SELECTED TEXT ▸
★ ★ ★ ★ ★

A security firm has revealed that nearly 5,000 unique Android malware files were created each day during the first quarter of 2015.
According to the recently released Mobile Malware Report – Threat Report: Q1/2015, security researchers at G Data Software have identified an increase in Android malware over the course of the past year.
"During the first quarter of 2015, G DATA security experts chronicled 440,267 new malware files," explains the report. "This represents an increase of 6.4 percent compared to the fourth quarter of 2014 (413,871). On average, the experts discovered almost 4,900 new Android malware files every day in the first quarter of 2015, an increase of almost 400 more new malware files per day compared to the second half of 2014."

★ ★ ★ ★ ★

SUPPLIED MATERIAL ▸
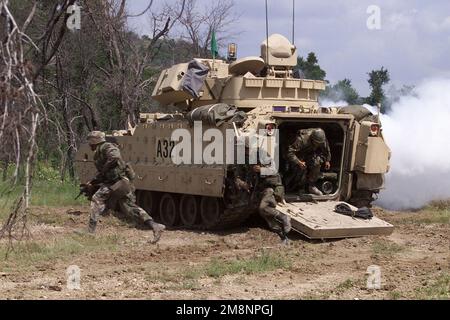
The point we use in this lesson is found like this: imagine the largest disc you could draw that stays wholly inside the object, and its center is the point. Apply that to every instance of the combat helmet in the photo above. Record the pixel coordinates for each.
(318, 136)
(96, 137)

★ ★ ★ ★ ★

WHAT YOU NEED TO DO ▸
(1) In the Android malware text, how many new malware files did G DATA security experts record during the first quarter of 2015?
(2) List every number of malware files that the Android malware text gives.
(3) Quote the Android malware text between "A security firm" and "the past year.", inclusive.

WRITTEN ANSWERS ▸
(1) 440,267

(2)
- nearly 5,000 unique Android malware files created each day in the first quarter of 2015
- 440,267 new malware files in the first quarter of 2015
- 413,871 in the fourth quarter of 2014
- almost 4,900 new Android malware files every day in the first quarter of 2015
- almost 400 more new malware files per day than in the second half of 2014

(3)
A security firm has revealed that nearly 5,000 unique Android malware files were created each day during the first quarter of 2015.
According to the recently released Mobile Malware Report – Threat Report: Q1/2015, security researchers at G Data Software have identified an increase in Android malware over the course of the past year.